Given exercise: Find every line in the listing below that contains the word "poster", and copy each of those lines.

Input data:
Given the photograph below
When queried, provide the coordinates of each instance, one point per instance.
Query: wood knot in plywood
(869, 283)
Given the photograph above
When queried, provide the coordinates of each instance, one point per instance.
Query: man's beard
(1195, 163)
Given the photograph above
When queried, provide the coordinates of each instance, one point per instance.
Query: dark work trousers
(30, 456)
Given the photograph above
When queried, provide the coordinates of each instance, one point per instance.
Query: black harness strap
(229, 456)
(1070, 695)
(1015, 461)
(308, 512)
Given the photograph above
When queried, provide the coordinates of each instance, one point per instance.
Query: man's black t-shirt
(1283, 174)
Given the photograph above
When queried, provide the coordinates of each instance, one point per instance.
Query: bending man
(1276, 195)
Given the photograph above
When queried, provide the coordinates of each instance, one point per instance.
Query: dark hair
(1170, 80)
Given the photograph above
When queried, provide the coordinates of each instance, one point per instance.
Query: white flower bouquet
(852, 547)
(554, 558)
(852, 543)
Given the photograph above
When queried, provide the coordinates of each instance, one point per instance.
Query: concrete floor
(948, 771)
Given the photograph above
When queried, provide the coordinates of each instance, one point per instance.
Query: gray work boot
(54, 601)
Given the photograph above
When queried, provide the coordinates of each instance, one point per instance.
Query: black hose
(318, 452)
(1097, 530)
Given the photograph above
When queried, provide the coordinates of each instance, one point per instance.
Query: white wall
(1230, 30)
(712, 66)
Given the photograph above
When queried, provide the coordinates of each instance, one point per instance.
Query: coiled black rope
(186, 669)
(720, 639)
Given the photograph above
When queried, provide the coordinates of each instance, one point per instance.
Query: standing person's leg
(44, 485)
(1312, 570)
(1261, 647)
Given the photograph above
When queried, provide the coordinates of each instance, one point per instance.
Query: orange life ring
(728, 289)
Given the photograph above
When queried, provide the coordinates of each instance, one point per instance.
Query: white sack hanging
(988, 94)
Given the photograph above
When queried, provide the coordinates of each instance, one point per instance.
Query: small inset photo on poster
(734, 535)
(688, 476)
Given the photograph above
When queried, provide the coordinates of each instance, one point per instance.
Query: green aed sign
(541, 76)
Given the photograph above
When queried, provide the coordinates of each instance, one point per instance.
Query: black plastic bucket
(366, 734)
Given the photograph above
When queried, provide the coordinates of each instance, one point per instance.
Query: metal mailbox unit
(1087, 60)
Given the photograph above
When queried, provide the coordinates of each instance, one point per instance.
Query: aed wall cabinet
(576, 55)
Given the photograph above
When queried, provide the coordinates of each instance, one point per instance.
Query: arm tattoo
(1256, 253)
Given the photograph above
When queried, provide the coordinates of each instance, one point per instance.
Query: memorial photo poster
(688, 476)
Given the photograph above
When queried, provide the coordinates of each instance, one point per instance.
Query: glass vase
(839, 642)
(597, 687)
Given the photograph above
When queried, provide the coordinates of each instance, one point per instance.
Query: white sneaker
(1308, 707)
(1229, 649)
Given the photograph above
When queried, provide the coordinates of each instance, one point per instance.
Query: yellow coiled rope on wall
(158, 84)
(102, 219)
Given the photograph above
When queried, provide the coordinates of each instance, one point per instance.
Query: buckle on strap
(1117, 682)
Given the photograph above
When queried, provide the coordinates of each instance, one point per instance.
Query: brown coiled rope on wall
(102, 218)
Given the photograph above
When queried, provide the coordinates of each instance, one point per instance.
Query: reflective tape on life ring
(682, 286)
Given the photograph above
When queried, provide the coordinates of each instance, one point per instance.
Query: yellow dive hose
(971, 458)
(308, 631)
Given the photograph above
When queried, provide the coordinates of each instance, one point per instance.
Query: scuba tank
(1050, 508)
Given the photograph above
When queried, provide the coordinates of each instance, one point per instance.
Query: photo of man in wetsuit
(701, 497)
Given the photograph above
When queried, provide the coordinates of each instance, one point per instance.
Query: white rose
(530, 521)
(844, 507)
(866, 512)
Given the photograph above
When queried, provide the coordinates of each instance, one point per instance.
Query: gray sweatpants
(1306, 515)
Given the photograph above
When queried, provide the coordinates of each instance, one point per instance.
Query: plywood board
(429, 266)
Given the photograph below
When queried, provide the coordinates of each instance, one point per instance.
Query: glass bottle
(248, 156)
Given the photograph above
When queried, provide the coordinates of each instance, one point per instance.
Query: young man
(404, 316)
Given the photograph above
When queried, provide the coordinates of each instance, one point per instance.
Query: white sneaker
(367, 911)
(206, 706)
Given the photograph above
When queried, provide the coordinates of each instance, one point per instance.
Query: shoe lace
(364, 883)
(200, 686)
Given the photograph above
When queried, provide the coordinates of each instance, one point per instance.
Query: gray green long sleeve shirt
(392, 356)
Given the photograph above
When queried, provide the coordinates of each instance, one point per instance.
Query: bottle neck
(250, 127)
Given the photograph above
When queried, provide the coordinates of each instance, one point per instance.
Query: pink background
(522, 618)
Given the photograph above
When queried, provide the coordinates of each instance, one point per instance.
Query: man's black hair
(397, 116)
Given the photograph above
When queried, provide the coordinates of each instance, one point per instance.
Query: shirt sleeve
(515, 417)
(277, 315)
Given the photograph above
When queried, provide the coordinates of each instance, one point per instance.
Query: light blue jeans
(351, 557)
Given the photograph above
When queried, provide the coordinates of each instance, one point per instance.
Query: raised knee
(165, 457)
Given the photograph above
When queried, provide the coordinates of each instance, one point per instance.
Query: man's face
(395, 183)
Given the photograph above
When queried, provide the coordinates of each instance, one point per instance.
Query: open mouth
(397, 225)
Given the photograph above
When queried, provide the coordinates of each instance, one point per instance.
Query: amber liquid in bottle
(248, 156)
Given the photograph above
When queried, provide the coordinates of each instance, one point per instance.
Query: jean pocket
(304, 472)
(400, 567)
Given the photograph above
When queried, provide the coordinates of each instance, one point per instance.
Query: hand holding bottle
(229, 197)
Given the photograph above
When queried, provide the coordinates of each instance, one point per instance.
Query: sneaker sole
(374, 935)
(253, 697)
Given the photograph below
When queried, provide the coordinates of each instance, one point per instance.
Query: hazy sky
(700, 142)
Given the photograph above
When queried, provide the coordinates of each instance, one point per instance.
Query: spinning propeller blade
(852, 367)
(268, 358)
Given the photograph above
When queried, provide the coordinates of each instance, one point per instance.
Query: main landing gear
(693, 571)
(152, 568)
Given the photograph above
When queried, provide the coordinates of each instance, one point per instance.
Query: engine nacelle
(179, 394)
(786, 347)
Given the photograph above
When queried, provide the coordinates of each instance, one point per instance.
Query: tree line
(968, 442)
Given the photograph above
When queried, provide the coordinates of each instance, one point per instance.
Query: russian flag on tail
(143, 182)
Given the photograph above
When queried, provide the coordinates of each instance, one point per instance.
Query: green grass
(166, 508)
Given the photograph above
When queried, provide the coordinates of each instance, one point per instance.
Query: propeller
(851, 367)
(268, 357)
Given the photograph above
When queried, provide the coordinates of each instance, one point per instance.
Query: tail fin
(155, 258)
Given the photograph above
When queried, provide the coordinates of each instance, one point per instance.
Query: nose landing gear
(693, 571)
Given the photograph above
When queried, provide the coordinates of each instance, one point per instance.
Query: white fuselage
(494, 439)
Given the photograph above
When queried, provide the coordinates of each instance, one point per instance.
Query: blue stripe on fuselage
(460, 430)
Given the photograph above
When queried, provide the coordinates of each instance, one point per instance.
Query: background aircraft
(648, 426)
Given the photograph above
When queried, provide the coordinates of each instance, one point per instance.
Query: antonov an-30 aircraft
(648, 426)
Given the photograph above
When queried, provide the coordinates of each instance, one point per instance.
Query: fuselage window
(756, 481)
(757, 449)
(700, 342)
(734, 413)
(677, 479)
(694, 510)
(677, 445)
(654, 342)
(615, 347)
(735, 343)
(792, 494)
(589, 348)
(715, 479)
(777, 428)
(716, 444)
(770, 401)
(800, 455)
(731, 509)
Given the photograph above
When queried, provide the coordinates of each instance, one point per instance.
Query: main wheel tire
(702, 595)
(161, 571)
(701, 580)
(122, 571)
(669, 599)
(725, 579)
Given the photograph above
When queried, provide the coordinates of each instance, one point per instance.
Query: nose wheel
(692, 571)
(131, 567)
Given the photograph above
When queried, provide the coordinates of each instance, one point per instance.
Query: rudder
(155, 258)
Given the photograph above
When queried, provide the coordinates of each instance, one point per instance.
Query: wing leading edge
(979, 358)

Complete answer:
Query: small inset photo on poster
Query: memorial photo poster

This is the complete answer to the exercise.